## Referring expression grounding data
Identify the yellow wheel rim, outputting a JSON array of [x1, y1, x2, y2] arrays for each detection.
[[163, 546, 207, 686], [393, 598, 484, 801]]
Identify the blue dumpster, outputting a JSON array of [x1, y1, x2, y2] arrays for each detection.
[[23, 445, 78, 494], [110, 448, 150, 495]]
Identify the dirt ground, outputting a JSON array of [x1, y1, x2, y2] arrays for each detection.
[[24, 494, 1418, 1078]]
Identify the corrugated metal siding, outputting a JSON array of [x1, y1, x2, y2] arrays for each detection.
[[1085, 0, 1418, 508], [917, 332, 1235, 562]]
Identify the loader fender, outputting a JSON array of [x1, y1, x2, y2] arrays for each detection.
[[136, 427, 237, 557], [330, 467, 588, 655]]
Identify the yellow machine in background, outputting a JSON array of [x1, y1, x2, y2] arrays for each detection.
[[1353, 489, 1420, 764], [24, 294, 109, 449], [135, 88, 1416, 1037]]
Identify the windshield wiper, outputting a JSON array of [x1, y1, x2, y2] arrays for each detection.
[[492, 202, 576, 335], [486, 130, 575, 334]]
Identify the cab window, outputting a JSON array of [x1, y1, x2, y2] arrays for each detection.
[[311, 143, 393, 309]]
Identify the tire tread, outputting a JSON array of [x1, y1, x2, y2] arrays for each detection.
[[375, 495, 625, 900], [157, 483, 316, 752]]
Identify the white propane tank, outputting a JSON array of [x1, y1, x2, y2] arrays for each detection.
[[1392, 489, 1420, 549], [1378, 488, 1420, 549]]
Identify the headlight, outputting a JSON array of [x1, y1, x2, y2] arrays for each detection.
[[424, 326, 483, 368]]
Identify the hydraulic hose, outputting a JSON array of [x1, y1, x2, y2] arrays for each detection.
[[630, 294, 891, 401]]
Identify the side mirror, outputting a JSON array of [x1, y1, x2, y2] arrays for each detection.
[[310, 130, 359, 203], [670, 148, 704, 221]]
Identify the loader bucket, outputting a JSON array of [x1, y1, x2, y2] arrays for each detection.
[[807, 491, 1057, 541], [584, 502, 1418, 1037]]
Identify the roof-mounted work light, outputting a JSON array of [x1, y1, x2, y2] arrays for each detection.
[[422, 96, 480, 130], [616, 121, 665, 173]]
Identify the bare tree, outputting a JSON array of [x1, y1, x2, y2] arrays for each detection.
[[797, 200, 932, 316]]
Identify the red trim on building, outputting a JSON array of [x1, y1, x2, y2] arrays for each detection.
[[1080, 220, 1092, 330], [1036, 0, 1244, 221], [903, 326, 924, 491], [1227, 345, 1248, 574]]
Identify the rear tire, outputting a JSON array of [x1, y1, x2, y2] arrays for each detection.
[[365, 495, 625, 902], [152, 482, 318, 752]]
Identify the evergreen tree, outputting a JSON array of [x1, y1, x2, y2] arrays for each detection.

## Exercise brief
From the records above, extract every entry exactly as given.

## Exercise response
Identify the yellow wheel rim, outputting a JSON array of [x1, y1, x2, y2] arrays for each detection.
[[163, 546, 207, 686], [393, 598, 484, 801]]
Identify the blue dumpster, outputting a JSON array of [x1, y1, x2, y2] arrays for each detection.
[[23, 445, 78, 494], [110, 448, 150, 495]]
Identify the dirt ground, outputting a JSON array of [x1, y1, x2, y2] arrays for each detection.
[[24, 494, 1418, 1078]]
Identify the corrugated metal siding, outputting a JSON array of [x1, y1, x2, y2] arrays for each detection.
[[1085, 0, 1418, 508], [917, 332, 1235, 562]]
Identify the loader fender, outputting a JSON array of [x1, y1, x2, y2] arrays for each detection.
[[136, 427, 237, 557], [330, 467, 588, 655]]
Identify the yellow machine in background, outputting a JSON array of [x1, y1, x2, y2] arrays for each detection.
[[1353, 489, 1420, 764], [24, 294, 109, 449], [135, 88, 1416, 1037]]
Identify the windshield wiper, outputting a JSON array of [x1, y1, x2, y2] arrays for each detection.
[[492, 202, 576, 335], [486, 130, 575, 334]]
Identify the cab window, outputting a JSON array of [x1, y1, x2, y2] arrays for each detection.
[[311, 143, 393, 309]]
Identify the tire tread, outputting a JSON array of [x1, y1, x2, y2] arrays for each detection.
[[375, 495, 625, 900], [157, 483, 316, 752]]
Identify the white propane tank, outputting a JSON array of [x1, y1, x2, y2] arrays for each detection.
[[1392, 489, 1420, 549], [1378, 488, 1420, 549]]
Identify the headlight, outputting a JSON array of [x1, y1, x2, y2] arrays for each detection.
[[424, 326, 483, 368]]
Identify the hydraulic hose, outputting a JSON array of [x1, y1, x2, y2] arrays for each detection.
[[630, 294, 891, 401]]
Identify the side mirror, outputting a JSON array of [x1, y1, x2, y2] arrays for each detection.
[[310, 130, 359, 203], [670, 148, 704, 221]]
Identify the loader bucket, outputting a JSON array of [x1, y1, x2, y2] arrays for each detection.
[[807, 491, 1057, 541], [584, 502, 1418, 1037]]
Identify the roof-mounted work light, outputting a JSON array of [x1, y1, x2, y2] arrays for each detection.
[[422, 96, 480, 130], [616, 121, 665, 173]]
Identify the bare tree, outputting a JSON array of [x1, y1, x2, y2] arrays for each detection.
[[797, 200, 932, 316]]
Identify the red trim on building, outputting a JSON array of [x1, y1, x2, y2] arrays for each detection.
[[1080, 220, 1092, 330], [1036, 0, 1244, 221], [903, 326, 924, 491], [1227, 345, 1248, 574]]
Identify the rear tire, outputting a JSON array of [x1, y1, x2, y2] arrays for each detection.
[[365, 495, 625, 902], [152, 482, 318, 752]]
Identify the evergreen tree, outputting a JSON array of [x1, y1, x2, y2] arrays for each detection.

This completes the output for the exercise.